>> Start Extracted data
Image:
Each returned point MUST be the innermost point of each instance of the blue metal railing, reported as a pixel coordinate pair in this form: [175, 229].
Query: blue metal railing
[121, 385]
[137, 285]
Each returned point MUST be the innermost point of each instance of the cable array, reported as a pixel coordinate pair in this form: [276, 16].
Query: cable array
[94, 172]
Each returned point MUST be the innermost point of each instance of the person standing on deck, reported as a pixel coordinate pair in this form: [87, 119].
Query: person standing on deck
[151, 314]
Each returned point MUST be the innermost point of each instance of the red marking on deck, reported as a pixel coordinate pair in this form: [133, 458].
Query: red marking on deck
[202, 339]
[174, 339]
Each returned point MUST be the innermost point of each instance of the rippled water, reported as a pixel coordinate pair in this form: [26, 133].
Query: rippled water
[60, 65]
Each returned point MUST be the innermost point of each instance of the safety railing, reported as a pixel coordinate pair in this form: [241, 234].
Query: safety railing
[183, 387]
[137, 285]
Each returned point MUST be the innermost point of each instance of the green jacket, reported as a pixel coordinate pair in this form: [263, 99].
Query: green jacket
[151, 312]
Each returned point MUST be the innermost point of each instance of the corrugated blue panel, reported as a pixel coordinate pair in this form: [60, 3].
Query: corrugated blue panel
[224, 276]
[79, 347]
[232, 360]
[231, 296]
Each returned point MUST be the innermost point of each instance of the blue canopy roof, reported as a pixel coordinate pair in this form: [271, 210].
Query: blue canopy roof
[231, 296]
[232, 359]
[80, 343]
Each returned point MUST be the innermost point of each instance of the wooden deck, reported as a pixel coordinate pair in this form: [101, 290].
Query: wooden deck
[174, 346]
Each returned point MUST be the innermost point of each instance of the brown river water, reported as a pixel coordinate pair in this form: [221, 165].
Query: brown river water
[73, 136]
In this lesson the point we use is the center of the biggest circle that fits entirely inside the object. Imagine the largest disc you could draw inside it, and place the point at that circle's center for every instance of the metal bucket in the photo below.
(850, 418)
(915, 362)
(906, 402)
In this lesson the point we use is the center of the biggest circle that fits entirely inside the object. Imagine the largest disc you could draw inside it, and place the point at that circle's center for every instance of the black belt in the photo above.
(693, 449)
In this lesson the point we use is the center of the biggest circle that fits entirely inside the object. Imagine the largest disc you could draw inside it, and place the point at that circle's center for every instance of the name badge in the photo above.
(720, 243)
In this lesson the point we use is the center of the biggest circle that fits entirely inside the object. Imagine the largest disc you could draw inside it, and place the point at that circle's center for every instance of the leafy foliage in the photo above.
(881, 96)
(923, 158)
>> End Extracted data
Requirements. Rescale the part of the items that opens with the line containing "form: [221, 165]." and runs through the end of the items, writing out only those lines. Copy every line, keeping all other text unchanged, but multiply each coordinate in the answers by 0.65 and round it to a whole number, with halves rounded up.

Task output.
Each returned point MUST be the innermost point of each instance of the brown river water, reported as a pixel coordinate pair in this form: [221, 165].
Query: brown river water
[47, 88]
In this lesson the point we use is the center of the biggest circle that fits entirely inside the object. Imagine the largest disc you could draw inside it, and place the point at that circle's center for every instance of the metal bucket in the photo below.
(553, 272)
(595, 235)
(589, 261)
In this lesson the point we use is the center of the biggest circle that fits entirely inside the object. Imagine the largest disc you could draw inside it, and place the point at that circle's center for every instance of the black belt in the photo above.
(450, 292)
In this lesson the point we use is the center of the biggest circle that fits entirely inside the object. Imagine the largest disc you could draw inside it, and place the point at that circle's center for every instance of the name badge in the photo above.
(468, 158)
In this lesson the point we use is the center of the biggest circle that fits entirely inside the object. Imagine the largest disc you could draw inside it, and place the point at that circle's center for every instance of the leafy foliage in the photo above.
(573, 62)
(600, 103)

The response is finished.